Reject Option — Selective Prediction

By rejecting the most uncertain predictions, accuracy improves on the remaining samples:

MC Dropout VI
Reject Rate Acc F1 Acc F1
0% (all) 0.711 0.768 0.672 0.709
5% 0.714 0.771 0.672 0.710
10% 0.719 0.776 0.681 0.718
20% 0.734 0.794 0.704 0.740

Rejecting the top 20% most uncertain samples improves MC Dropout accuracy by +2.3pp and F1 by +2.6pp.

MC Dropout — Risk-Coverage Curve:

MC Dropout Risk-Coverage

VI — Risk-Coverage Curve:

VI Risk-Coverage

Latent Space Visualization (PCA)

VI model's predictions and uncertainty projected onto the first 2 principal components of the 2048-d feature space:

VI PCA Latent Space

Left: ground-truth labels | Center: predicted P(fake) | Right: epistemic uncertainty (std) — high-uncertainty points cluster near the decision boundary.

◆ **Given information**:
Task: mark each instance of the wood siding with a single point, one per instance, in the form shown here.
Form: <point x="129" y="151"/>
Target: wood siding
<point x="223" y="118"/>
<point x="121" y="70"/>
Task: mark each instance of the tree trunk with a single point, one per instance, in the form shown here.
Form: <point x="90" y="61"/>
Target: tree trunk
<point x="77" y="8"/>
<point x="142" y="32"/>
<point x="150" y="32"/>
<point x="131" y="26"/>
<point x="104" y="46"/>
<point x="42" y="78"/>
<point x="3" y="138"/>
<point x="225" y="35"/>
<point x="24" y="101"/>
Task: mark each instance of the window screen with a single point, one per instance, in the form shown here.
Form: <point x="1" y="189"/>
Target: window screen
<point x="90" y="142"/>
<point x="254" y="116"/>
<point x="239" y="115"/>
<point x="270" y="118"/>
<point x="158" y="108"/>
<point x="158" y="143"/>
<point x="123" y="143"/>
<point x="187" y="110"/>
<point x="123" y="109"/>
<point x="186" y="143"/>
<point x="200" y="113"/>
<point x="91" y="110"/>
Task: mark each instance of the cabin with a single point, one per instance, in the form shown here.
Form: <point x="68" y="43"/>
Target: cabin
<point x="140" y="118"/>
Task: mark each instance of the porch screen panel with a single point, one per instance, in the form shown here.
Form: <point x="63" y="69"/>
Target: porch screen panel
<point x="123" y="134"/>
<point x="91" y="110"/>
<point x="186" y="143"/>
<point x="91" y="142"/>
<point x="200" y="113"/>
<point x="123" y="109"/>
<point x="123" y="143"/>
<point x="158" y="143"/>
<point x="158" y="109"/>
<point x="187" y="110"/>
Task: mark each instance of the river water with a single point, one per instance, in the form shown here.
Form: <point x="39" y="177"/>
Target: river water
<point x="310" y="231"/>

◆ **Things to do**:
**1.** In the selective prediction text, how much does MC Dropout accuracy improve when the top 20% most uncertain samples are rejected?
**2.** Go on with the selective prediction text from its final sentence.
The entries have no connection to the selective prediction text.

◆ **Results of the exercise**:
**1.** It improves by +2.3 percentage points, from 0.711 to 0.734.

**2.**
Interactive Demo

A Streamlit web application allows real-time inference with all trained models:

  • Upload any image or select from built-in samples
  • View fake probability and uncertainty (std) from each Bayesian model side-by-side
  • Models toggle on/off from the sidebar
  • Uncertainty is interpreted in plain language ("high uncertainty" vs. "confident")

Run the Demo

# Install dependencies
pip install -r requirements.txt

# Launch the app
streamlit run test.py

Then open http://localhost:8501 in your browser.

Or access our published link: https://test-bayesian-detection.streamlit.app/


Project Structure

├── test.py                          # Streamlit demo application
├── requirements.txt                 # Python dependencies
├── generate_charts.py               # Script to regenerate README charts
├── assets/                          # Charts for README (from notebooks + script)
├── checkpoints/                     # Trained model weights (.pt)
│   ├── mc_dropout.pt
│   ├── bayesian_linear.pt
│   └── variational_inference.pt
├── sample_pics/                     # Sample images for demo
├── notebooks/
│   ├── Model_Building.ipynb         # EDA, feature extraction, training & hyperparameter search
│   └── Model_Valuation.ipynb        # Comprehensive evaluation & model comparison
└── .devcontainer/                   # Dev container configuration

Dependencies

  • PyTorch + torchvision
  • timm (Xception backbone)
  • Streamlit (interactive demo)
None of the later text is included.